The problem >>
In the post on memorable books below, copy the passage word for word, starting at "1. 1984 by George" and running up to and including "that is 1984.".

Gift of Stories: Five Memorable Books

I thank God for the gift of stories. Books have been my constant companion this 2013, offering me entertainment, comfort, and solace through the dullest of days and the emptiest of nights. And this 2013, I’ve been able to read thirty-plus books, according to my Goodreads “read” list. Hurray! So which were the five most memorable? Ladies and gentlemen, I give you The List:

  1. 1984 by George Orwell. Big Brother is watching you. I’m so happy to have finally read the father of dystopian novels. Winston and Julia are very memorable characters. And all the talk about Newspeak, Ingsoc, and thoughtcrimes — I tell you, even though the book’s a bit highfalutin, you must read it.  After reading the book, I knew I had to watch the film filmed in 1984, too. But when I got to the third part where things got depressing — I realized I just couldn’t finish it anymore. The movie, not the book. The book I finished. And the picture it painted of the possible future (and what may also be happening in the present) is very chilling. An officemate was telling stories about his hometown in Iraq the other day. Somehow, I realized parts of the world are actually, in a way, living the nightmare that is 1984.

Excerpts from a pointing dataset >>
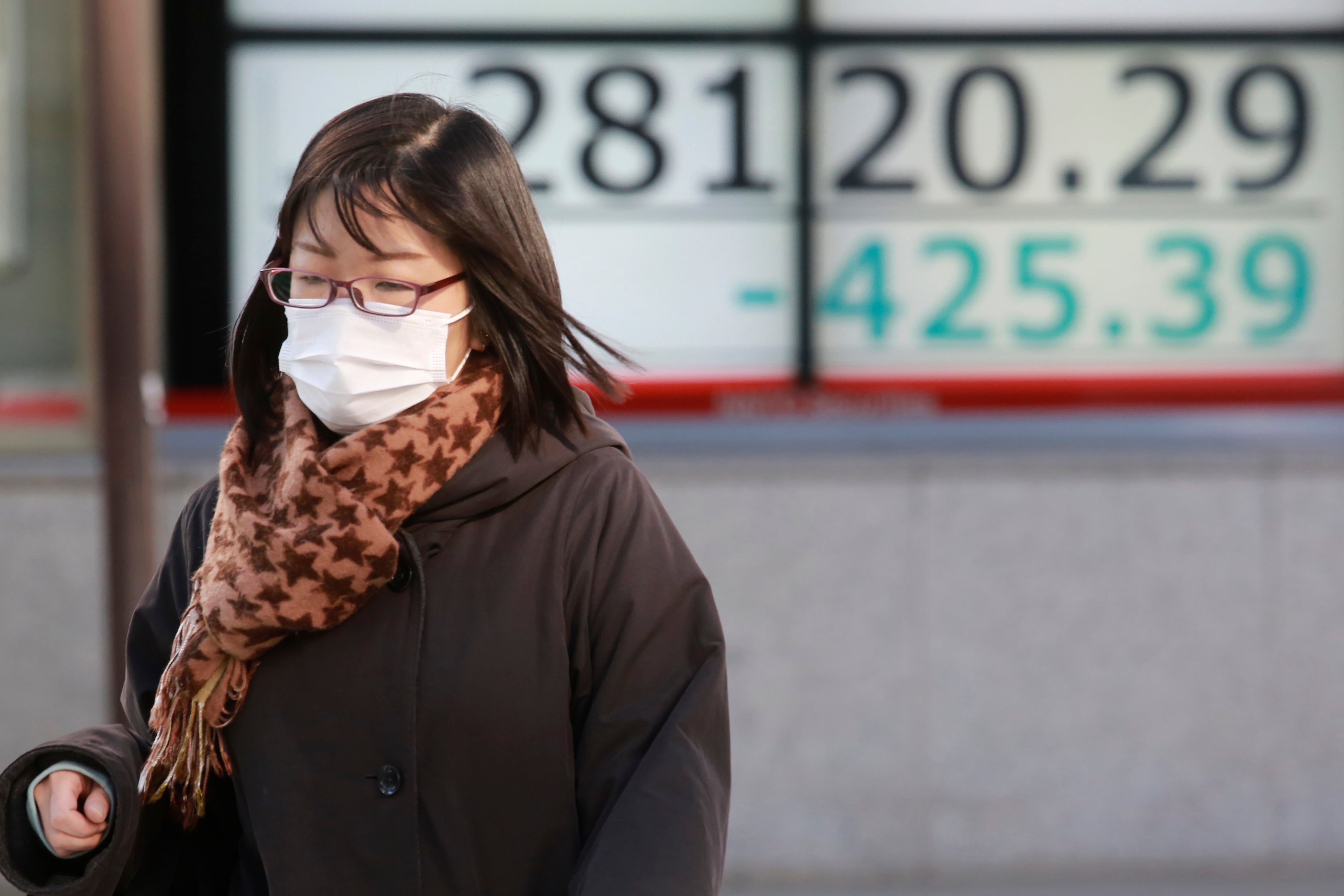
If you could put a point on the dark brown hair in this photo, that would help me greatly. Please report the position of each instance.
(449, 171)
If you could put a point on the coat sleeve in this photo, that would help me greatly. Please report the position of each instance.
(650, 698)
(115, 750)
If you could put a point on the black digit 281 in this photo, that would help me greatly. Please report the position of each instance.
(636, 128)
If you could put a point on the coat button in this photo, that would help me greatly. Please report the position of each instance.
(389, 781)
(402, 578)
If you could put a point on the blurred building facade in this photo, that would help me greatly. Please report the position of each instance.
(1014, 644)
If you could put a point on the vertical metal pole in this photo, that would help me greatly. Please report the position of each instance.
(123, 60)
(806, 49)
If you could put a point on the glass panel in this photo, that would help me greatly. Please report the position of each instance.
(596, 15)
(1074, 15)
(673, 227)
(41, 252)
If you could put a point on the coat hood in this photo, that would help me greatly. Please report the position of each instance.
(495, 477)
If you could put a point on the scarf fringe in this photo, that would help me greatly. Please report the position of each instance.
(189, 746)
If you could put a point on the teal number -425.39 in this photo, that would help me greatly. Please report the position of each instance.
(1275, 272)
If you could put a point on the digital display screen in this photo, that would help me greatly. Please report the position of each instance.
(1045, 205)
(664, 175)
(1107, 209)
(514, 14)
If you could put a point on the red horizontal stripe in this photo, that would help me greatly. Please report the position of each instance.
(877, 395)
(41, 408)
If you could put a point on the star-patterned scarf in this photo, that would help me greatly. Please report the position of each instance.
(303, 535)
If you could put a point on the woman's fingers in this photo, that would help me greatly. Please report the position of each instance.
(97, 805)
(65, 845)
(68, 828)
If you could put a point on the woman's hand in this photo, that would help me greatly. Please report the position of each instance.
(74, 812)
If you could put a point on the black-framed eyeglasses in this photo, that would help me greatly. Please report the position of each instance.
(384, 296)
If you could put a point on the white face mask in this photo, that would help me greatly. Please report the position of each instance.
(354, 369)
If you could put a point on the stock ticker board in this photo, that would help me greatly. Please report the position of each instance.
(1010, 210)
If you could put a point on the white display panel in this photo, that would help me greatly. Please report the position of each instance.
(597, 15)
(663, 242)
(1080, 210)
(986, 17)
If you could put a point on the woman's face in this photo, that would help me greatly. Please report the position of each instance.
(405, 252)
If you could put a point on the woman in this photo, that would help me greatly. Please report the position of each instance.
(429, 632)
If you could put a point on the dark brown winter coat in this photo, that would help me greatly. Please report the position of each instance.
(535, 704)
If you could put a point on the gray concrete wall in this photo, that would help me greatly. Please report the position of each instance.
(1022, 664)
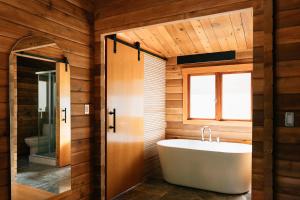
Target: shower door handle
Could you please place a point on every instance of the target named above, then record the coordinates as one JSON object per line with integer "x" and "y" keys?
{"x": 65, "y": 111}
{"x": 114, "y": 120}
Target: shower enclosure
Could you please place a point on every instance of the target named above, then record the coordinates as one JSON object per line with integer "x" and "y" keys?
{"x": 47, "y": 114}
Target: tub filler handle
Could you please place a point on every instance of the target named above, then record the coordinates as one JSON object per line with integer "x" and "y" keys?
{"x": 113, "y": 113}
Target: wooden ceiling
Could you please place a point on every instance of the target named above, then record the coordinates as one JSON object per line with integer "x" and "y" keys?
{"x": 215, "y": 33}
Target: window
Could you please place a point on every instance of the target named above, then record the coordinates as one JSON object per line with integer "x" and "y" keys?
{"x": 221, "y": 93}
{"x": 202, "y": 96}
{"x": 236, "y": 96}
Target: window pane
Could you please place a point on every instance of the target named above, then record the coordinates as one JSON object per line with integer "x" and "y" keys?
{"x": 202, "y": 96}
{"x": 236, "y": 99}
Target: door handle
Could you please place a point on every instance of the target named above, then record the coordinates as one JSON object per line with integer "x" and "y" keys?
{"x": 65, "y": 111}
{"x": 113, "y": 113}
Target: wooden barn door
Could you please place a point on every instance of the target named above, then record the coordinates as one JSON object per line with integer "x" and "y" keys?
{"x": 125, "y": 122}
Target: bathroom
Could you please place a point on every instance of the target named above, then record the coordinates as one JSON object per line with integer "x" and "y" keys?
{"x": 70, "y": 35}
{"x": 179, "y": 96}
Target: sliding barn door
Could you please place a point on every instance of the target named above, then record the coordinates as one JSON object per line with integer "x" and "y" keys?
{"x": 125, "y": 123}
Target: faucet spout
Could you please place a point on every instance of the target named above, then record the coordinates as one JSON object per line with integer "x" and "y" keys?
{"x": 203, "y": 131}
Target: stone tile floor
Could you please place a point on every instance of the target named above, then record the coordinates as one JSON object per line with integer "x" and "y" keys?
{"x": 157, "y": 189}
{"x": 52, "y": 179}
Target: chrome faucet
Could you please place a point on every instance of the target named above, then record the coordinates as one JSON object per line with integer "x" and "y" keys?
{"x": 202, "y": 133}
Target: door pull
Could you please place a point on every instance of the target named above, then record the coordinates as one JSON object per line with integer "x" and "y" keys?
{"x": 113, "y": 113}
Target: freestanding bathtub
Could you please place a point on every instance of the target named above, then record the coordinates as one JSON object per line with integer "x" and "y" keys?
{"x": 221, "y": 167}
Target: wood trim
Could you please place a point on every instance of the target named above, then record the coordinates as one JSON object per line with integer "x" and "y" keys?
{"x": 218, "y": 71}
{"x": 33, "y": 43}
{"x": 63, "y": 129}
{"x": 214, "y": 69}
{"x": 219, "y": 96}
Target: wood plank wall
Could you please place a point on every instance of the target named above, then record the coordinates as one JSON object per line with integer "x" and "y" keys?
{"x": 27, "y": 91}
{"x": 154, "y": 112}
{"x": 174, "y": 107}
{"x": 288, "y": 99}
{"x": 68, "y": 23}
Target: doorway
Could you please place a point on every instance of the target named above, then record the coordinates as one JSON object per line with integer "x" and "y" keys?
{"x": 40, "y": 119}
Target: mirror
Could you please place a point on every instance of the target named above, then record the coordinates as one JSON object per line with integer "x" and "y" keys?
{"x": 40, "y": 109}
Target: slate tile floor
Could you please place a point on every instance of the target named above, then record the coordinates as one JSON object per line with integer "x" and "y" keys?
{"x": 157, "y": 189}
{"x": 49, "y": 178}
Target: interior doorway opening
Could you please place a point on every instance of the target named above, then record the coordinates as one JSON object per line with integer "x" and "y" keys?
{"x": 203, "y": 36}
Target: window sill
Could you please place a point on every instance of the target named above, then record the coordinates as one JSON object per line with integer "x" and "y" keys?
{"x": 219, "y": 123}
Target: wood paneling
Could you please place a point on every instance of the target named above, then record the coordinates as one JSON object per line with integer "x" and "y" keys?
{"x": 125, "y": 140}
{"x": 287, "y": 140}
{"x": 154, "y": 112}
{"x": 215, "y": 33}
{"x": 177, "y": 126}
{"x": 68, "y": 24}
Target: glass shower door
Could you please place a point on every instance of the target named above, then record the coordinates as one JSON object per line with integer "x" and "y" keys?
{"x": 46, "y": 113}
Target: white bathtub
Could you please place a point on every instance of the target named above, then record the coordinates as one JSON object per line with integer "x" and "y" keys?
{"x": 221, "y": 167}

Solved problem >>
1. 1984 by George Orwell. Big Brother is watching you. I’m so happy to have finally read the father of dystopian novels. Winston and Julia are very memorable characters. And all the talk about Newspeak, Ingsoc, and thoughtcrimes — I tell you, even though the book’s a bit highfalutin, you must read it.  After reading the book, I knew I had to watch the film filmed in 1984, too. But when I got to the third part where things got depressing — I realized I just couldn’t finish it anymore. The movie, not the book. The book I finished. And the picture it painted of the possible future (and what may also be happening in the present) is very chilling. An officemate was telling stories about his hometown in Iraq the other day. Somehow, I realized parts of the world are actually, in a way, living the nightmare that is 1984.